WORK TO COMPLETE –
In the material below, switch each "one dot per instance" to "one point per instance" and leave every other word untouched.

ENTRIES SUPPLIED –
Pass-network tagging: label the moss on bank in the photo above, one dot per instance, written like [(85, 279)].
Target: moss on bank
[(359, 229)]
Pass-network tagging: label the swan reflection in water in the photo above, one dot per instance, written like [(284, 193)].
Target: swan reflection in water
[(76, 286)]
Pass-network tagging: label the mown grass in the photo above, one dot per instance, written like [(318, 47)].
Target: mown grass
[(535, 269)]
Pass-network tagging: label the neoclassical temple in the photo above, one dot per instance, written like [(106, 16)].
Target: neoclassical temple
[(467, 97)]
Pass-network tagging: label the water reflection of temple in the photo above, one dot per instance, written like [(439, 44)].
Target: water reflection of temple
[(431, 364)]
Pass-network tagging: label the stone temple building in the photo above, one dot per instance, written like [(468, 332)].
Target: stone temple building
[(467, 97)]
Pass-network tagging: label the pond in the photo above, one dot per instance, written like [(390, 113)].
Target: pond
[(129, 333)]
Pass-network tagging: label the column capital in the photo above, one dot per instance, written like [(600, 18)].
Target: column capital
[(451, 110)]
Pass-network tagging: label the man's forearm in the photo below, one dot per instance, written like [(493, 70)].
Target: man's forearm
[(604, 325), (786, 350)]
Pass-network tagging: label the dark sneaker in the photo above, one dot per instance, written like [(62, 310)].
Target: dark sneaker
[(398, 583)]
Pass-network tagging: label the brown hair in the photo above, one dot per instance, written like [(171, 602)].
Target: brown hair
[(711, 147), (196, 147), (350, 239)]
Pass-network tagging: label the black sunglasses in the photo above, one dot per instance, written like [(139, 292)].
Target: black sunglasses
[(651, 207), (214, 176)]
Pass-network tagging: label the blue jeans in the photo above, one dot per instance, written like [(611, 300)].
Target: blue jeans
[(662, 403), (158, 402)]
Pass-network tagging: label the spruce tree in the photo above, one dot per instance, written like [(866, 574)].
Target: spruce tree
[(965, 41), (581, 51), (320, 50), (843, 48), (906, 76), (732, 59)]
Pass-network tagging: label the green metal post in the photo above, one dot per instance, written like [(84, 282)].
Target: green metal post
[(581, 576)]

SOLUTION TO THE EXERCISE –
Pass-network tagging: label the moss on bank in the photo above, one point per instance, written like [(85, 279)].
Target: moss on bank
[(359, 229)]
Pass-network tagging: label the swan reflection in water in the photo above, one point per instance, written like [(284, 193)].
Target: swan reflection in water
[(76, 286)]
Pass-network tagging: label the mown grass in the photo above, one point per instance, written like [(318, 47)].
Target: mown grass
[(535, 269)]
Pass-network tagging: label the neoclassical temple in the photo above, one point per instance, written like [(106, 16)].
Target: neoclassical temple
[(467, 97)]
Pass-network tagging: label the water reflection of temple in the photo above, one point per instance, written like [(439, 44)].
Target: water reflection of temple
[(431, 364)]
Pass-network tagging: label the stone temple building in the photo above, one point per instance, written like [(468, 332)].
Target: stone temple building
[(467, 97)]
Pass-network tagging: label the pond in the photo above, one point per instance, written like [(390, 113)].
Target: pond
[(129, 333)]
Pass-network tagging: label the column capital in the photo above, one point per instance, written like [(600, 18)].
Target: column capital
[(451, 110)]
Pass-network tagging: label the man's forearm in the photo below, one point per instance, written like [(493, 70)].
Target: man's forearm
[(604, 325), (786, 350)]
Pass-network tagging: label the dark sneaker in the photo above, one point per instance, written like [(62, 310)].
Target: dark sneaker
[(398, 583)]
Pass-network tagging: label the brown hair in the photo above, one point per instance, written like [(171, 602)].
Target: brown hair
[(711, 147), (196, 147), (350, 239)]
Pass-network tagging: label the black sunglasses in the photo above, one point per instance, written like [(139, 292)].
Target: black sunglasses
[(651, 207), (214, 176)]
Pass-network tagging: label the blue jeans in the photo above, one point per instance, written like [(611, 300)].
Target: blue jeans
[(662, 403), (158, 402)]
Pass-network tagging: label the spruce tree in the photo above, one point per instance, written like [(866, 574)].
Target: spruce tree
[(965, 41), (581, 51), (320, 50), (843, 48), (906, 76), (732, 59)]
Pass-network tagging: label the green metal post in the photo above, one point per instance, written like [(84, 282)].
Target: green metal post
[(581, 576)]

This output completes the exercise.